:: PAGE EXCERPT ::
Patrick Stewart in a poster for Star Trek: Picard season 3 (Paramount+)

(Photo by Paramount+)

Those same concerns may become text in Picard‘s final 10-episode run. As announced when the program was still streaming episodes of the second season, the majority of Stewart’s TNG shipmates – Jonathan Frakes, Brent Spiner, LeVar Burton, Marina Sirtis, Michael Dorn, and Gates McFadden – return as their classic characters (mostly). The intent of the season: to give the group the proper send-off they never quite received in the Next Generation’s feature film series.

Nevertheless, Picard’s final season acknowledges the gap of years between their last film, Star Trek: Nemesis, and now; in fact, that distance has been a constant in the show’s various storylines. And if you haven’t been keeping up, but want to see the last mission of the Next Generation crew, here are a few things we were able to learn from the cast and showrunner Terry Matalas about Picard‘s third season.

1. It’s Set in the 25th Century

Patrick Stewart, Jonathan Frakes and Jeri Ryan in Star Trek: Picard

(Photo by Trae Patton/Paramount+)

Although Picard always took place in the last years of the 24th century – the era first explored in TNG and continued in Star Trek: Deep Space Nine, Star Trek: Voyager and Star Trek: Lower Decks – the third season proudly announces itself as entering a new century. To TNG faithful, the century shift should offer a sense of momentum and reaffirm Star Trek‘s commitment to setting out further in its own fictional history and future while Star Trek: Discovery tells stories in its far removed future and Star Trek: Strange New Worlds seeks out new life in the original Star Trek‘s 23rd century.

:: SHORT TASK 1 ::
Please say whether each statement agrees with the Picard season 3 article, answering yes or no and quoting the deciding words. (a) Picard's final run has 10 episodes. (b) The third season is set in the 24th century. (c) Star Trek: Strange New Worlds takes place in the 23rd century.
:: SHORT TASK 2 ::
According to the Picard season 3 article, who is the showrunner of the series?

:: EXTRACTED MATERIAL ::
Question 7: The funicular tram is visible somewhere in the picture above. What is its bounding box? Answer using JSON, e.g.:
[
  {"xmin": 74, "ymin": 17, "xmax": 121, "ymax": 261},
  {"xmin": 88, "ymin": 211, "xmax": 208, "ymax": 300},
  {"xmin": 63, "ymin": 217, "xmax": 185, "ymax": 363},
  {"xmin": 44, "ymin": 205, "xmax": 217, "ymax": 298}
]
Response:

:: FULL SOLUTION 1 ::
(a) Yes: "Picard‘s final 10-episode run"
(b) No: "It’s Set in the 25th Century"
(c) Yes: "Star Trek: Strange New Worlds seeks out new life in the original Star Trek‘s 23rd century"

:: FULL SOLUTION 2 ::
Terry Matalas